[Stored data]
— Start —
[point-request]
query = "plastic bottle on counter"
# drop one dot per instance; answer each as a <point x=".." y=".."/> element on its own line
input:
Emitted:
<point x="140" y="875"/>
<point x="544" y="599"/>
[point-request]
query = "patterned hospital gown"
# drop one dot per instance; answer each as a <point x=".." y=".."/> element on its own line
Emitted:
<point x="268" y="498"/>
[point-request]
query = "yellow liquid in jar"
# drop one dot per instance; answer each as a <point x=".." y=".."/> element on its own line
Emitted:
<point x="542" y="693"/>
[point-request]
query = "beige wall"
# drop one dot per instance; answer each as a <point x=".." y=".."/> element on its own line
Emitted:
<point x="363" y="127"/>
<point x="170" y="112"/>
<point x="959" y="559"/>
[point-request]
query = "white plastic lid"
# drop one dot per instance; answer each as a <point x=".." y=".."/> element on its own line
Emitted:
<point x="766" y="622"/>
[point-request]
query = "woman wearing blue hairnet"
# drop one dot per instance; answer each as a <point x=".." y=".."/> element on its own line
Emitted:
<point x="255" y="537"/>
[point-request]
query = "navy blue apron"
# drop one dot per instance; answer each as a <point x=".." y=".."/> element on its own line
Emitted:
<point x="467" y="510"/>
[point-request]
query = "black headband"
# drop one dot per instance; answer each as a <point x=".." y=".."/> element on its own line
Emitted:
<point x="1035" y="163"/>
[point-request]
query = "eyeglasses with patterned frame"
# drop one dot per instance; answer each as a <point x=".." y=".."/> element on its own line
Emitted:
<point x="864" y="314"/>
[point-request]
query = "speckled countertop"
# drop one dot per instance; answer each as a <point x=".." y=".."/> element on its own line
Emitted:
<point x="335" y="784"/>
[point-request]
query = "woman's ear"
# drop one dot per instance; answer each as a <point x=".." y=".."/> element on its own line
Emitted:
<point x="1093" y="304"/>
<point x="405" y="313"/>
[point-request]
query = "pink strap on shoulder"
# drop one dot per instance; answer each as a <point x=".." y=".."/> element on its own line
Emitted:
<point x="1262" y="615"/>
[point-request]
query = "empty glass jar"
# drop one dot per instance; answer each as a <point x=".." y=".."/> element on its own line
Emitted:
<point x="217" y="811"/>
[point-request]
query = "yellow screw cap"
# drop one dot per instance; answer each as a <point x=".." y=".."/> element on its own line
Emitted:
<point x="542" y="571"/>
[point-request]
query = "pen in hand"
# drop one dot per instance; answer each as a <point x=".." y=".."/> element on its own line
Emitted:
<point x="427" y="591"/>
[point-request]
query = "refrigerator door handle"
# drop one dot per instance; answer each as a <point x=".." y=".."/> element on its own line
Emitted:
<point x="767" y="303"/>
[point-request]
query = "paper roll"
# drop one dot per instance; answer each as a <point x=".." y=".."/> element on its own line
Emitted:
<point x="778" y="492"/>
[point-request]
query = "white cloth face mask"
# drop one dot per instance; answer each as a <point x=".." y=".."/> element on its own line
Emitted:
— End —
Requirement
Identify every line in the entries above that contains the word "yellow", and copy each of those lines in full. Match the word with the same capitalization.

The completed task
query = "yellow liquid in jar"
query = "yellow screw cap"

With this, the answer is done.